Print exactly the lines from the one that contains "the woman's arm" through the final line of the entries below, both included, and nothing else; omit the pictures.

Top of DATA EXCERPTS

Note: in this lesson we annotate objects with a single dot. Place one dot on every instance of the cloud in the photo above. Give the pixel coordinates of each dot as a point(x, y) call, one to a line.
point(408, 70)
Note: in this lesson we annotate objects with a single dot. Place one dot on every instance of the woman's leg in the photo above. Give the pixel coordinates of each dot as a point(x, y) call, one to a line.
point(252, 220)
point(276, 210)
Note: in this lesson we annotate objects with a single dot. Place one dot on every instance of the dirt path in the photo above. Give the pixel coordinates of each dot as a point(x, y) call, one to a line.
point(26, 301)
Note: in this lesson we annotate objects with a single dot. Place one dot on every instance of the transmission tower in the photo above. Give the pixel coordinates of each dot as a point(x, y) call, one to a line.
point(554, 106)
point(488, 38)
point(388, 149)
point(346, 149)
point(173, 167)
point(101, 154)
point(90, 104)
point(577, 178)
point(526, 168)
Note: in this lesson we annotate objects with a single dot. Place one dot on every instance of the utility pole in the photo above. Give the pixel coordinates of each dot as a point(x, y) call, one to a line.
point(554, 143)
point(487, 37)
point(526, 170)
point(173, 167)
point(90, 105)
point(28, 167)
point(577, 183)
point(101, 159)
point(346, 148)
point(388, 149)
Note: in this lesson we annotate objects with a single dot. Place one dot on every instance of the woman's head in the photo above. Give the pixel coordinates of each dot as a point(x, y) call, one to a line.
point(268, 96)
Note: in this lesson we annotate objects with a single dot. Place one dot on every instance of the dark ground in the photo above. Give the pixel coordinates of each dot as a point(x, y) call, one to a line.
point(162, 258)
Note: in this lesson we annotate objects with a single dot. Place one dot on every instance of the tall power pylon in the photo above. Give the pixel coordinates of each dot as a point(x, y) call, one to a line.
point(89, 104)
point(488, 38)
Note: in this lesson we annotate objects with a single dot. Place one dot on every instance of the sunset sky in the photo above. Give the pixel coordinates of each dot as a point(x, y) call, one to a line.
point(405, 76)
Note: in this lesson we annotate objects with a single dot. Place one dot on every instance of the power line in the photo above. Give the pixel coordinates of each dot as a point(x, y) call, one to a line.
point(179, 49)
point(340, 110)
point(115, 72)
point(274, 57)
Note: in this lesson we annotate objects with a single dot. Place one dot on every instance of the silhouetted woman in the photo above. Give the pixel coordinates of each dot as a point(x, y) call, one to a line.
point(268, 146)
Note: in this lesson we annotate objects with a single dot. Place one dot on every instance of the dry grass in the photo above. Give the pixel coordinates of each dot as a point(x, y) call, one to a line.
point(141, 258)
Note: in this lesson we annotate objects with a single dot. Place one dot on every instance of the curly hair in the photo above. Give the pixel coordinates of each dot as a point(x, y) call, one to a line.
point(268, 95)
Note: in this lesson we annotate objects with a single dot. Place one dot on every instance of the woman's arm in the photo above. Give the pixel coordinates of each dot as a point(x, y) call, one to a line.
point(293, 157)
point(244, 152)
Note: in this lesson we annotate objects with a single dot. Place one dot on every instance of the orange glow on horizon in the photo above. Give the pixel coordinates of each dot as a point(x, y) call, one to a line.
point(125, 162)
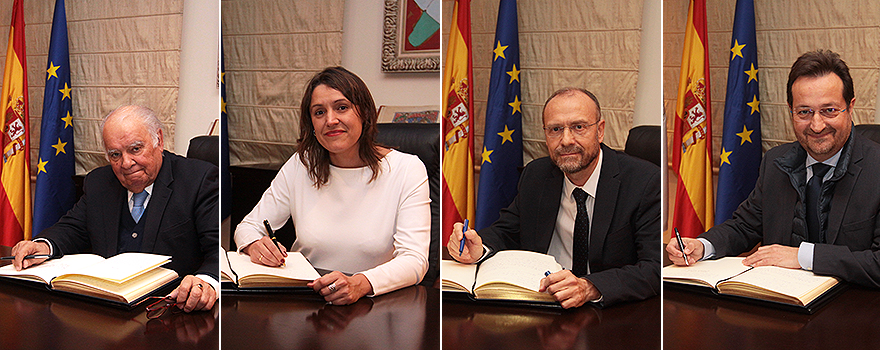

Bottom of DATA EXCERPTS

— REPLY —
Note: in this lesson we annotate objects with a single dot. Place one dot on every instance of the woman's arm in the photo above. Give the pixel coordinates of each dot as a point(x, y) call, one to a line.
point(293, 157)
point(244, 152)
Note: in this lesson we annotate objects with a single dot. Place one dot on every instance of the orange glow on horizon in the photo above. Give the pixel coordinates of each dot as a point(x, y) call, one to a line.
point(125, 162)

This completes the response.